Listed entries:
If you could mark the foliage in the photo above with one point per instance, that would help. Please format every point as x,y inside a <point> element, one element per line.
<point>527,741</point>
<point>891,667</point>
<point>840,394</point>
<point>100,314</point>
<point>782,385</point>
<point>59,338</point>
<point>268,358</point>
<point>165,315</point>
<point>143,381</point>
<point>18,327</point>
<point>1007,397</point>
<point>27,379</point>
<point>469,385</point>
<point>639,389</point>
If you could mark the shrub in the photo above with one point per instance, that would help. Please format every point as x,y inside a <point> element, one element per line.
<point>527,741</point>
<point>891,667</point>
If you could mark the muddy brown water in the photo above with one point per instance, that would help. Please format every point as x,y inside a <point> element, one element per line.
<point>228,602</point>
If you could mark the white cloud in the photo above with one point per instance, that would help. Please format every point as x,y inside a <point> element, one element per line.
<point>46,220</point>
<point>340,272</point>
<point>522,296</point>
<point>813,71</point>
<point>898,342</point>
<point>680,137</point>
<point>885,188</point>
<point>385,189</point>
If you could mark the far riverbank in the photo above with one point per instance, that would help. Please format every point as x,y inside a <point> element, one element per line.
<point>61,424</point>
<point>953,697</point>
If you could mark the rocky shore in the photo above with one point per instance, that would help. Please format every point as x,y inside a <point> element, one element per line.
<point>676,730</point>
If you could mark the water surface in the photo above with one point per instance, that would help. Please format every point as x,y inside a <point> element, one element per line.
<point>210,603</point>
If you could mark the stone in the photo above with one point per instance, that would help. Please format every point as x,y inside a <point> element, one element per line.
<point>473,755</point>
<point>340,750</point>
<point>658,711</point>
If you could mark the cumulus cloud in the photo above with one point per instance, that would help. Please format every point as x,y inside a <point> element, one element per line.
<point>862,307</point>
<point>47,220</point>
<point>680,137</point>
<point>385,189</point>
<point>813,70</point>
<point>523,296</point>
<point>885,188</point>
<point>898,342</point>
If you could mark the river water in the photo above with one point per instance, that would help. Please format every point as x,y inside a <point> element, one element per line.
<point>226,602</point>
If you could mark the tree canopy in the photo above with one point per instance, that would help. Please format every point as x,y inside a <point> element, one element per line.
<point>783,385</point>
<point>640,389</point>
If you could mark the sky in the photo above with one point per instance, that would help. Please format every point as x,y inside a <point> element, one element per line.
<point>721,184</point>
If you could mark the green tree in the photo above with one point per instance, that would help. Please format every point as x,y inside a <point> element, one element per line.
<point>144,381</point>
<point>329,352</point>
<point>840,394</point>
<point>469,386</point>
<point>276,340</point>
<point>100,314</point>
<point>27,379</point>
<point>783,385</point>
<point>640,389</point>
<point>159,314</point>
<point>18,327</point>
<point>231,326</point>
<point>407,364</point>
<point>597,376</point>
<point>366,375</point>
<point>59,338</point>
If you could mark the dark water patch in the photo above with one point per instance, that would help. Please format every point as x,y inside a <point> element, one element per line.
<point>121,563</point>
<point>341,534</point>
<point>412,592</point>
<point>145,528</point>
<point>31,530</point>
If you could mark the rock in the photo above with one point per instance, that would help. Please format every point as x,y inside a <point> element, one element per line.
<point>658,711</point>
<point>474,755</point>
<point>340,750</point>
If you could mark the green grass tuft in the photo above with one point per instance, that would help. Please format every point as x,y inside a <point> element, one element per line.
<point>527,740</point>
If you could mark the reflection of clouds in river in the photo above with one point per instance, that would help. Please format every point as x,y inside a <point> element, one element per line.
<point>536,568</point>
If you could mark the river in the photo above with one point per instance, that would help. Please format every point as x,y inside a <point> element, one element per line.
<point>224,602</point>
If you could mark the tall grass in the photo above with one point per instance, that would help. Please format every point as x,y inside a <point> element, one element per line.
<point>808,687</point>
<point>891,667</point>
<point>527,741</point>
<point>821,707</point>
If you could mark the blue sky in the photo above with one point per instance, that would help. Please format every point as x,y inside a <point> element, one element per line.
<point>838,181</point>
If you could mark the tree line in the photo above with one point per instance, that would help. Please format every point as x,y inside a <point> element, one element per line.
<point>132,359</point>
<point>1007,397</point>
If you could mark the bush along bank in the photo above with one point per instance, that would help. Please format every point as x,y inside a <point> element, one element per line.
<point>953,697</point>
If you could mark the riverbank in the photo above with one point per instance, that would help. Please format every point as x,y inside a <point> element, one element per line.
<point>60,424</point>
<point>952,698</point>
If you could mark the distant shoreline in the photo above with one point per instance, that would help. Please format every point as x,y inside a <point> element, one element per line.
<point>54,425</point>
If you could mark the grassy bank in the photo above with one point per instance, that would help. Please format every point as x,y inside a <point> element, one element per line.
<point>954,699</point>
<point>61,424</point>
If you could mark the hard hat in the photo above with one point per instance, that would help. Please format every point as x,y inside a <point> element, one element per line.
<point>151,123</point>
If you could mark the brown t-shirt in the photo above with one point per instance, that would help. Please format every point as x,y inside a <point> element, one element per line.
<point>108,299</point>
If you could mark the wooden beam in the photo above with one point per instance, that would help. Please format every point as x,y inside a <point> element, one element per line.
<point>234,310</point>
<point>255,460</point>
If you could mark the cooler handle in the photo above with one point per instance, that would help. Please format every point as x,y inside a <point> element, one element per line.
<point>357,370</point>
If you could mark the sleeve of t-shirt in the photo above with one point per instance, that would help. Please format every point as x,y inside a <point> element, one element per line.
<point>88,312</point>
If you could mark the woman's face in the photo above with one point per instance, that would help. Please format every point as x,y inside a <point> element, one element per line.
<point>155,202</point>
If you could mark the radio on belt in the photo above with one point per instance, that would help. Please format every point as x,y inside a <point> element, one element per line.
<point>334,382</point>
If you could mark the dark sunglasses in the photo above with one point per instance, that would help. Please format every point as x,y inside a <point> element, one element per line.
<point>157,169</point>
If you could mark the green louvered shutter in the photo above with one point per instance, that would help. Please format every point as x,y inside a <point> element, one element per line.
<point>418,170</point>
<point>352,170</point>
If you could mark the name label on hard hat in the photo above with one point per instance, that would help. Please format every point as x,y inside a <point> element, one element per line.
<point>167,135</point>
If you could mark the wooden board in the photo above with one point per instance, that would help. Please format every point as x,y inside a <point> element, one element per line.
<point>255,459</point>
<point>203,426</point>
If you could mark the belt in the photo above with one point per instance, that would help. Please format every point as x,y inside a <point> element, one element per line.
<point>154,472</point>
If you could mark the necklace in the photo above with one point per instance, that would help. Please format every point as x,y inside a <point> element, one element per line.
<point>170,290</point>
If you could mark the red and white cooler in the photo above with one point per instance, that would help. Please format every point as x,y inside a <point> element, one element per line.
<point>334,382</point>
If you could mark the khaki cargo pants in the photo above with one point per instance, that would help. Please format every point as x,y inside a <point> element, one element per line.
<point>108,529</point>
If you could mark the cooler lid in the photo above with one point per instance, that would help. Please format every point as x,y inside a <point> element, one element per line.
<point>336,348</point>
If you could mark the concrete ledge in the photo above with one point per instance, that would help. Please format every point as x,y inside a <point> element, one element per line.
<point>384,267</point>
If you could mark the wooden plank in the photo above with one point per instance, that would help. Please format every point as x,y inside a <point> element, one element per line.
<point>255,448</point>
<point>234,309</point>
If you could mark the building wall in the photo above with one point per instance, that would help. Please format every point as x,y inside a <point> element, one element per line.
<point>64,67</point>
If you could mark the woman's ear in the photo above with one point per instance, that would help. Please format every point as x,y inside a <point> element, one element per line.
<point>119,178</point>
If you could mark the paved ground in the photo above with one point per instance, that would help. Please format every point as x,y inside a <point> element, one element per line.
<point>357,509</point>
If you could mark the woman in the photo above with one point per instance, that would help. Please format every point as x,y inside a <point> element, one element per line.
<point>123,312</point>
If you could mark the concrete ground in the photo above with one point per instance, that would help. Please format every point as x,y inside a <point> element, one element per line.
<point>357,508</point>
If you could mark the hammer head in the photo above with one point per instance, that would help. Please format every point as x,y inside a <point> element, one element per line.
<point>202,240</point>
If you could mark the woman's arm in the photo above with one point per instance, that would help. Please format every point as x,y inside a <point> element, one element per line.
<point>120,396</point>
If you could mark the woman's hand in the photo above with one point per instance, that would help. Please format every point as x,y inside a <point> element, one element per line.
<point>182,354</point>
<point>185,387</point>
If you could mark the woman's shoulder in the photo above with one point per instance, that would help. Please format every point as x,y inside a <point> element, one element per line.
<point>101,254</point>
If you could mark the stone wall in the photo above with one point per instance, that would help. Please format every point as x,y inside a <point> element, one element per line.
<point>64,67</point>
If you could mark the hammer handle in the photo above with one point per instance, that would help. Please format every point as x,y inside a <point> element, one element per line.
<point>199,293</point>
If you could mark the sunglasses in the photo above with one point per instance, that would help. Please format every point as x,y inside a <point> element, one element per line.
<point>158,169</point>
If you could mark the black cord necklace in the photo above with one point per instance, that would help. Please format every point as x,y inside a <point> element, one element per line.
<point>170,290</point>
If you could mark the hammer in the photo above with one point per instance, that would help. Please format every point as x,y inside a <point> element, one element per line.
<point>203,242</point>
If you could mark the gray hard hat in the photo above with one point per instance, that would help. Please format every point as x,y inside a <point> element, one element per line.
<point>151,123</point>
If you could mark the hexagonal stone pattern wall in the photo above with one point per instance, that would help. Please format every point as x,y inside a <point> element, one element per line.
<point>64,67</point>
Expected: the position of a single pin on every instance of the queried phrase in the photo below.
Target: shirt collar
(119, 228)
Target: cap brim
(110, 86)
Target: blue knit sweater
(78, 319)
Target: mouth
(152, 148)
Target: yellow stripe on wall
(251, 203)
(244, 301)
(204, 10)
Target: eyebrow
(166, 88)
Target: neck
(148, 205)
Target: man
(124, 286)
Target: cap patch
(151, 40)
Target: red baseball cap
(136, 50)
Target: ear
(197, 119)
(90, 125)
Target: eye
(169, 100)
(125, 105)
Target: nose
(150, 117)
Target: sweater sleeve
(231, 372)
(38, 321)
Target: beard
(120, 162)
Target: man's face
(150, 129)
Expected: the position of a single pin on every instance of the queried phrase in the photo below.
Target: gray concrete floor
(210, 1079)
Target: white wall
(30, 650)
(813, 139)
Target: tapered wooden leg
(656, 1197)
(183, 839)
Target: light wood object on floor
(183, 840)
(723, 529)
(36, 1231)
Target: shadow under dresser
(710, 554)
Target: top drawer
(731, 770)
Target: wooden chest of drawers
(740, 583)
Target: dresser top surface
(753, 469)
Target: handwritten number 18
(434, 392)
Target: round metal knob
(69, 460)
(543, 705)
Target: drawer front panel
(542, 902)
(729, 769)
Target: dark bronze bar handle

What is expected: Beginning with the line that contains "If you could mark the tall" and continuing through the line that contains "<point>821,707</point>", recast those lines of the entries as a numbered list, omitting any blank lines.

Finished answer:
1. If you could mark the tall grass in the photo above with one point per instance, that would help. Please format every point as x,y inside a <point> element, one element per line.
2. <point>808,687</point>
3. <point>891,667</point>
4. <point>527,741</point>
5. <point>821,707</point>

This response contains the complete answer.